→ **Work to be completed**: Update the lines from the first one through the line with "(162, 127), (263, 226)" by replacing "pixel coordinates" with "image coordinates", leaving all else unchanged. Omit the pictures from your answer.

Excerpt from a dataset

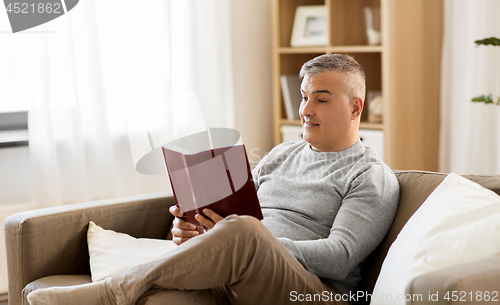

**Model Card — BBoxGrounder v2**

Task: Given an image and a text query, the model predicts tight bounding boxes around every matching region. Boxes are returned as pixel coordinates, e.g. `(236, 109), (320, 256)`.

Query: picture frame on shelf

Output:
(290, 5), (328, 47)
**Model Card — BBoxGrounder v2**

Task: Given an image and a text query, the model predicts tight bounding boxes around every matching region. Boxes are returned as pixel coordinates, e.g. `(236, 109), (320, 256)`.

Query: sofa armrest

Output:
(4, 192), (175, 305)
(406, 256), (500, 305)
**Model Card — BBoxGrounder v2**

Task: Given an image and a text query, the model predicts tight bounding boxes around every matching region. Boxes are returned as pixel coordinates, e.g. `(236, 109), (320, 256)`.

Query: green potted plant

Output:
(471, 37), (500, 105)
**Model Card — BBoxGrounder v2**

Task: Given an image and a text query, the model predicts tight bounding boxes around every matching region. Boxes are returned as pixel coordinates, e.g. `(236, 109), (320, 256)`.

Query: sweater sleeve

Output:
(279, 163), (399, 281)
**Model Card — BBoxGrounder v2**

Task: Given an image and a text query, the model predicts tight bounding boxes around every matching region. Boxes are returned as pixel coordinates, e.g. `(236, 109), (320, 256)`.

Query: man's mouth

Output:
(304, 121), (319, 127)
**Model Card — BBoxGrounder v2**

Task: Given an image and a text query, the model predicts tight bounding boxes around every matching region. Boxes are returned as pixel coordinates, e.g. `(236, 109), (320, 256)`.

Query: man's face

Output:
(299, 71), (362, 151)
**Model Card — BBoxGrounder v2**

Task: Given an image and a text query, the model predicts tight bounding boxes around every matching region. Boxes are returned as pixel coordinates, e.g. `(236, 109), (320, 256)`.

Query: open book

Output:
(162, 127), (263, 226)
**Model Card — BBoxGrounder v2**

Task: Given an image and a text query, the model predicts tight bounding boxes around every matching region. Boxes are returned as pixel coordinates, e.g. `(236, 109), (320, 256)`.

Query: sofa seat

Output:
(22, 274), (92, 304)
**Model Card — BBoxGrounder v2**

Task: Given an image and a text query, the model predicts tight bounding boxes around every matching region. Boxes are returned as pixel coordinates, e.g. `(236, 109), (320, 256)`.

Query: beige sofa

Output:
(5, 171), (500, 305)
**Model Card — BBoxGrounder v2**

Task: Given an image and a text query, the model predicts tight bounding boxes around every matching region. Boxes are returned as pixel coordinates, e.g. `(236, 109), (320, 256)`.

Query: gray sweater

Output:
(252, 141), (399, 293)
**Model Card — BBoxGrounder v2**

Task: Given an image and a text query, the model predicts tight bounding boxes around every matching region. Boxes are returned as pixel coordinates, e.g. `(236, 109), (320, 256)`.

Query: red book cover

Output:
(162, 144), (263, 226)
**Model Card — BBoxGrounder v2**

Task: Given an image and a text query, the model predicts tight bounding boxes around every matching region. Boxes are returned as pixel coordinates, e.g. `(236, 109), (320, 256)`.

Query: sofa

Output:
(5, 171), (500, 305)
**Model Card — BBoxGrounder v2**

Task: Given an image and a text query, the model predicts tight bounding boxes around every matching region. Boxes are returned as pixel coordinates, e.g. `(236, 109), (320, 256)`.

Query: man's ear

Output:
(351, 97), (364, 119)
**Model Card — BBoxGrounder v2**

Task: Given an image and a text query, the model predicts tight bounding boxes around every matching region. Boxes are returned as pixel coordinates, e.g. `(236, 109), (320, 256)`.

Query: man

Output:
(28, 54), (399, 305)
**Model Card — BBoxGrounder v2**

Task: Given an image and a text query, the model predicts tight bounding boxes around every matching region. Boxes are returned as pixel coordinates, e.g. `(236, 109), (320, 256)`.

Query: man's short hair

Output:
(300, 54), (366, 101)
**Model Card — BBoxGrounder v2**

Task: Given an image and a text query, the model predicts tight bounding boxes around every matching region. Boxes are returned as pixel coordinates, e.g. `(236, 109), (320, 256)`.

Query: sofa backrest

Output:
(358, 171), (500, 300)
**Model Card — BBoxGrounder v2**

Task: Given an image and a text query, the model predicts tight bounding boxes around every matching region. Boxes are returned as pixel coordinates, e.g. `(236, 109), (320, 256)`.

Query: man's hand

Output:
(169, 205), (224, 245)
(194, 209), (224, 231)
(169, 205), (203, 245)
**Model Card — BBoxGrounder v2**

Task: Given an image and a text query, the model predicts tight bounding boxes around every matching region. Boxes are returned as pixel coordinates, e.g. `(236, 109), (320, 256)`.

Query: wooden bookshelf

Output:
(272, 0), (443, 171)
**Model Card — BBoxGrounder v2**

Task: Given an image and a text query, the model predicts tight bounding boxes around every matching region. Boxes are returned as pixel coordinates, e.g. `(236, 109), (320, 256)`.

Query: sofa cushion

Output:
(87, 221), (177, 282)
(358, 171), (500, 303)
(22, 274), (92, 305)
(372, 174), (500, 304)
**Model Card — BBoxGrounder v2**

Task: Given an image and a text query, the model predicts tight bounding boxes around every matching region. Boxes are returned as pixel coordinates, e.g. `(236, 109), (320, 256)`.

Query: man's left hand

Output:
(194, 209), (224, 231)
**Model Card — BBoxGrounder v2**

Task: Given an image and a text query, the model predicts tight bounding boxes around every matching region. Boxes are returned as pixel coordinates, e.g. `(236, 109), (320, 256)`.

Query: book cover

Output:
(162, 137), (263, 227)
(280, 74), (302, 120)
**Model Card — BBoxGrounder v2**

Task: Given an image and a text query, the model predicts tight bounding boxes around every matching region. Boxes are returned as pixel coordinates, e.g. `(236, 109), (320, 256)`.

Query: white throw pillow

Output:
(371, 174), (500, 304)
(87, 221), (177, 282)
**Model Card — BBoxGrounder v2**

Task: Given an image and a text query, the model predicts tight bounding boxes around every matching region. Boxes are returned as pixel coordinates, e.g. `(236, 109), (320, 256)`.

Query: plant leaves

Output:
(474, 37), (500, 47)
(471, 93), (494, 105)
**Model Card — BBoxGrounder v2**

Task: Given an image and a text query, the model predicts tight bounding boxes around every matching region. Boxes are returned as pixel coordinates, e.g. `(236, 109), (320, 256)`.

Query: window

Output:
(0, 111), (28, 148)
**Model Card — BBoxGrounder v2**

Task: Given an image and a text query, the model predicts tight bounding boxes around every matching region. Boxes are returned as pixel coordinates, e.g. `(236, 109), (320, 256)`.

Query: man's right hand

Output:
(169, 205), (203, 245)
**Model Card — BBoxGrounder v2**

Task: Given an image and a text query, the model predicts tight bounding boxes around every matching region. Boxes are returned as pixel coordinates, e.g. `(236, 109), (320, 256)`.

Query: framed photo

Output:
(290, 5), (328, 47)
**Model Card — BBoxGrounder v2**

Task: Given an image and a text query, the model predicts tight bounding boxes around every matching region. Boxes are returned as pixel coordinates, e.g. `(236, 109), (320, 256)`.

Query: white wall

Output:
(231, 0), (273, 161)
(0, 146), (31, 206)
(0, 0), (273, 205)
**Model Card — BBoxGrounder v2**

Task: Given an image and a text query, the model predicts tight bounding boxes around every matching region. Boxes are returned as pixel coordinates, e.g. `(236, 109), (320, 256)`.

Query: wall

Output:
(231, 0), (273, 162)
(0, 146), (31, 206)
(0, 0), (273, 293)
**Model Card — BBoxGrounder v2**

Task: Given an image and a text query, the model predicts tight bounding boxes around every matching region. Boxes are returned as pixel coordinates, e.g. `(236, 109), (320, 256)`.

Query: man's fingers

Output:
(194, 214), (215, 229)
(203, 209), (224, 223)
(168, 204), (184, 217)
(173, 217), (196, 231)
(172, 227), (200, 239)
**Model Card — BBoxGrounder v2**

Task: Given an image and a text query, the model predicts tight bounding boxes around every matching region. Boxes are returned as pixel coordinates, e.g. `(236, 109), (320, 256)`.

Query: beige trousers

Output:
(109, 215), (344, 305)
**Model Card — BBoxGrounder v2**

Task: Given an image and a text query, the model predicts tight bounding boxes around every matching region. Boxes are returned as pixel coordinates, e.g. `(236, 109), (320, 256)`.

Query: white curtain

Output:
(440, 0), (500, 174)
(26, 0), (234, 207)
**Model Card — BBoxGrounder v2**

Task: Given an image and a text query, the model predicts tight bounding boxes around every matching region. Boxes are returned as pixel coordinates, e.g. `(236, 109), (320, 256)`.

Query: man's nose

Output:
(299, 101), (314, 116)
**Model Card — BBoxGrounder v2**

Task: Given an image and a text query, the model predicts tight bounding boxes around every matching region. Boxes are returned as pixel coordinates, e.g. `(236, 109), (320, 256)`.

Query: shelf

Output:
(278, 46), (383, 54)
(326, 46), (383, 53)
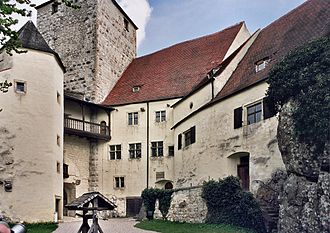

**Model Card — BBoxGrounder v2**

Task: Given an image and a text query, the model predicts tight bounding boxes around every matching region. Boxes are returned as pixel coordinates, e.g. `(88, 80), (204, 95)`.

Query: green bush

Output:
(202, 176), (266, 233)
(267, 38), (330, 150)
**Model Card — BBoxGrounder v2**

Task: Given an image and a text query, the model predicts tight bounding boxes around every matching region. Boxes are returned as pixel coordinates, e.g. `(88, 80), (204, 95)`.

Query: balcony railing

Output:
(64, 117), (110, 140)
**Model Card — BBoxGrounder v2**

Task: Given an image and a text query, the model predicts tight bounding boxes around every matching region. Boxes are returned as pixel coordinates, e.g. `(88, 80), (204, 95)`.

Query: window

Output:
(56, 135), (61, 146)
(156, 172), (165, 180)
(128, 112), (139, 125)
(15, 81), (26, 94)
(124, 18), (129, 31)
(52, 2), (58, 14)
(63, 164), (69, 179)
(255, 57), (270, 72)
(247, 102), (262, 125)
(156, 111), (166, 122)
(183, 126), (196, 146)
(129, 143), (141, 159)
(110, 145), (121, 160)
(56, 162), (61, 173)
(115, 176), (125, 188)
(151, 142), (164, 157)
(168, 146), (174, 156)
(56, 92), (61, 104)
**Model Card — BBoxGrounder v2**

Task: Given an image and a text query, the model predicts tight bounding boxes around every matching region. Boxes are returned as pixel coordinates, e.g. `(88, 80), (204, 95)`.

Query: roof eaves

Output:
(171, 30), (259, 107)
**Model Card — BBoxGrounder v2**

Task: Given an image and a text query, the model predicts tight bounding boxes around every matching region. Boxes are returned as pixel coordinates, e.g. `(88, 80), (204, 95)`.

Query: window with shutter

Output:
(178, 134), (182, 150)
(234, 107), (243, 129)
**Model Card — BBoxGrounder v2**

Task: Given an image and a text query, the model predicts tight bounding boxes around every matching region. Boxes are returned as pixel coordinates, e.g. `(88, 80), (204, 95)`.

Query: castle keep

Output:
(0, 0), (330, 222)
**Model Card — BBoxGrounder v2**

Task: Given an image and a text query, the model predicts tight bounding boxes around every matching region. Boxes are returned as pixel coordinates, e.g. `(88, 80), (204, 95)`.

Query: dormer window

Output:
(132, 86), (140, 93)
(255, 57), (270, 72)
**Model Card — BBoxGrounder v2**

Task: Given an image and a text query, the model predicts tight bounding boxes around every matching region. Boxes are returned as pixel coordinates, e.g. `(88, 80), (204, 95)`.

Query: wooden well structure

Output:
(65, 192), (117, 233)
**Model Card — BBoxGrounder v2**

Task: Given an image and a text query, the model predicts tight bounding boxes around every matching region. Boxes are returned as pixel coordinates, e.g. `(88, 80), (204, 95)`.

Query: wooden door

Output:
(237, 164), (250, 191)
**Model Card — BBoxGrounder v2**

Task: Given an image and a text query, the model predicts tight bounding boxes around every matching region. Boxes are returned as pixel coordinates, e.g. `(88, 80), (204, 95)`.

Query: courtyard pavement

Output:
(53, 218), (155, 233)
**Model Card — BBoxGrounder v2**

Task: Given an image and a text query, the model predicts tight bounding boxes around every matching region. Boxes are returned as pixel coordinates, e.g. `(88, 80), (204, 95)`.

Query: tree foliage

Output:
(0, 0), (79, 54)
(267, 38), (330, 147)
(202, 176), (266, 233)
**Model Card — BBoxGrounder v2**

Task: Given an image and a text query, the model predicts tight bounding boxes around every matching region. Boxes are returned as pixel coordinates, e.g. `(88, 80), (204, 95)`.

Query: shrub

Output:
(267, 38), (330, 150)
(202, 176), (266, 233)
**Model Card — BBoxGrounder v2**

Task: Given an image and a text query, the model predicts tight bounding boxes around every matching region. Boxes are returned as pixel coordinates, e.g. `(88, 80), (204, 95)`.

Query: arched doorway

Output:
(229, 152), (250, 190)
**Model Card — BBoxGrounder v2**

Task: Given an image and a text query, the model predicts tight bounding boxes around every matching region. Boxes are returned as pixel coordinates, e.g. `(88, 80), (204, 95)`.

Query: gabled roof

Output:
(18, 21), (65, 72)
(66, 192), (117, 210)
(103, 22), (244, 105)
(215, 0), (330, 101)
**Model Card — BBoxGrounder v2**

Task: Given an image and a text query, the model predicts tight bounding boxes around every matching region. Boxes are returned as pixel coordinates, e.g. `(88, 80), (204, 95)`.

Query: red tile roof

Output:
(103, 22), (243, 105)
(215, 0), (330, 101)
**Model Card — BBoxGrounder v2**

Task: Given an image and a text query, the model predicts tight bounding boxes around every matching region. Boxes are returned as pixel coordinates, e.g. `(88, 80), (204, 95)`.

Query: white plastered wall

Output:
(174, 82), (284, 192)
(0, 50), (63, 222)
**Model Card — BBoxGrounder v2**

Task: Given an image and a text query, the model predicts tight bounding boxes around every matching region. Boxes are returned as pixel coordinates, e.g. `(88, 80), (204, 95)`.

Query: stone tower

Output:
(36, 0), (137, 103)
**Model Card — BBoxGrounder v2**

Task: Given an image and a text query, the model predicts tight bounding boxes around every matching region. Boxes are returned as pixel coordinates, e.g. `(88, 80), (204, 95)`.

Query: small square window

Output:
(110, 145), (121, 160)
(128, 112), (139, 125)
(156, 172), (165, 180)
(151, 141), (164, 157)
(115, 176), (125, 189)
(128, 143), (141, 159)
(52, 2), (58, 14)
(255, 57), (270, 72)
(247, 102), (262, 125)
(15, 81), (26, 94)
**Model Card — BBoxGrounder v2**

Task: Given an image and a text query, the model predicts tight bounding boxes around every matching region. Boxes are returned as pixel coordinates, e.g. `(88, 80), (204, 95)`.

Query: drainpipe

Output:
(147, 102), (149, 188)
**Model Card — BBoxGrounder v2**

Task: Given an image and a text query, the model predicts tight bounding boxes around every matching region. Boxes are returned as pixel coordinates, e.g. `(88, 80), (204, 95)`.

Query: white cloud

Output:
(118, 0), (152, 47)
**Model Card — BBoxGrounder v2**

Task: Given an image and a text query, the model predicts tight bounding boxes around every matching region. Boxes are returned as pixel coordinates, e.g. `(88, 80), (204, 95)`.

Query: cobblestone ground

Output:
(53, 218), (155, 233)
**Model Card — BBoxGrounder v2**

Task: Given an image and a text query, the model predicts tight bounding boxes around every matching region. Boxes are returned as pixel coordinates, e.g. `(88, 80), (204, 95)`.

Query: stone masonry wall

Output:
(37, 1), (97, 98)
(167, 186), (207, 223)
(38, 0), (136, 103)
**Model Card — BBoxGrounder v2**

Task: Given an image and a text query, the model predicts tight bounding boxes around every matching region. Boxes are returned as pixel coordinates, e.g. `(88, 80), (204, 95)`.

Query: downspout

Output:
(147, 102), (149, 188)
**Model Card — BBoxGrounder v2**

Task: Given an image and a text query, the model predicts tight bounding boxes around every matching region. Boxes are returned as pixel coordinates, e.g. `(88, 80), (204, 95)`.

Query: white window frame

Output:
(108, 144), (122, 160)
(113, 176), (125, 189)
(151, 141), (164, 157)
(155, 110), (166, 123)
(127, 112), (139, 126)
(128, 142), (142, 159)
(14, 80), (27, 95)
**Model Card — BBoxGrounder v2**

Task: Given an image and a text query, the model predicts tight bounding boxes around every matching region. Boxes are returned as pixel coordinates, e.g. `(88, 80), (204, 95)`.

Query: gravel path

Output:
(53, 218), (155, 233)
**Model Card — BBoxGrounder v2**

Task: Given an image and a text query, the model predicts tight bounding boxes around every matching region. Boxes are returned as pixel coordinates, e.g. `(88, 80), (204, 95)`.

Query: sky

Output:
(14, 0), (305, 56)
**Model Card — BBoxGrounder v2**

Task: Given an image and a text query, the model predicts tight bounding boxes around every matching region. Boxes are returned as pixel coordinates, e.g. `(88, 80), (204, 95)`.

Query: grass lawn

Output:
(25, 223), (57, 233)
(135, 220), (254, 233)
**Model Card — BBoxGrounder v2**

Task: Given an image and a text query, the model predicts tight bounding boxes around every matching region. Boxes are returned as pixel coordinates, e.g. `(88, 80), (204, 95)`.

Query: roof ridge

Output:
(137, 21), (245, 61)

→ **Solution for this task**:
**Model Card — BBoxGrounder v2**

Task: Given an image and a text query, the model predicts tight bounding boxes around every matching region. Boxes are returned as image coordinates, e.g. `(236, 109), (320, 256)`.

Query: picture frame on shelf

Output:
(290, 5), (328, 47)
**Model Card — BBoxGrounder v2**

Task: Given an image and a text query, the model predicts tight bounding boxes around every matching region. Boxes are returned as image coordinates, e.g. `(236, 109), (320, 256)`.

Query: sofa armrest

Output:
(4, 192), (175, 305)
(406, 256), (500, 305)
**Model Card — BBoxGrounder v2**

Task: Given an image and a text query, the model predicts tight bounding boxes around every matching region. Boxes are returned as image coordinates, e.g. `(236, 109), (320, 256)`.

Query: green potted plant

Output:
(471, 37), (500, 105)
**Model Card — BBoxGrounder v2**

Task: Given an image and a text query, the model predicts tight bounding boxes around every matching region. Boxes are returned as image coordinates, e.g. `(236, 109), (320, 256)`.

Query: sweater sleeve

Output:
(279, 163), (399, 281)
**Model Card — BBoxGrounder v2**

Task: Given an image and a text query, the model predicts tight bounding boxes around every matching region. Boxes are returned as image coordinates, e.g. `(236, 109), (320, 256)`.

Query: man's mouth

Output:
(304, 121), (319, 127)
**Model Card — BBoxGrounder v2**

Task: Given an image and a text query, the model predicts tight bounding boxes around every matching region. Boxes are returned as image coordinates, e.g. `(236, 109), (320, 256)`.

Query: man's face

Output:
(299, 71), (362, 151)
**Model Card — BBoxGrounder v2**

Task: Given an image and a text query, the model predicts tight bounding boxes around every matching region. Boxes are returned as image coordinates, e.g. `(236, 109), (320, 256)`.

Query: open book

Output:
(162, 127), (263, 226)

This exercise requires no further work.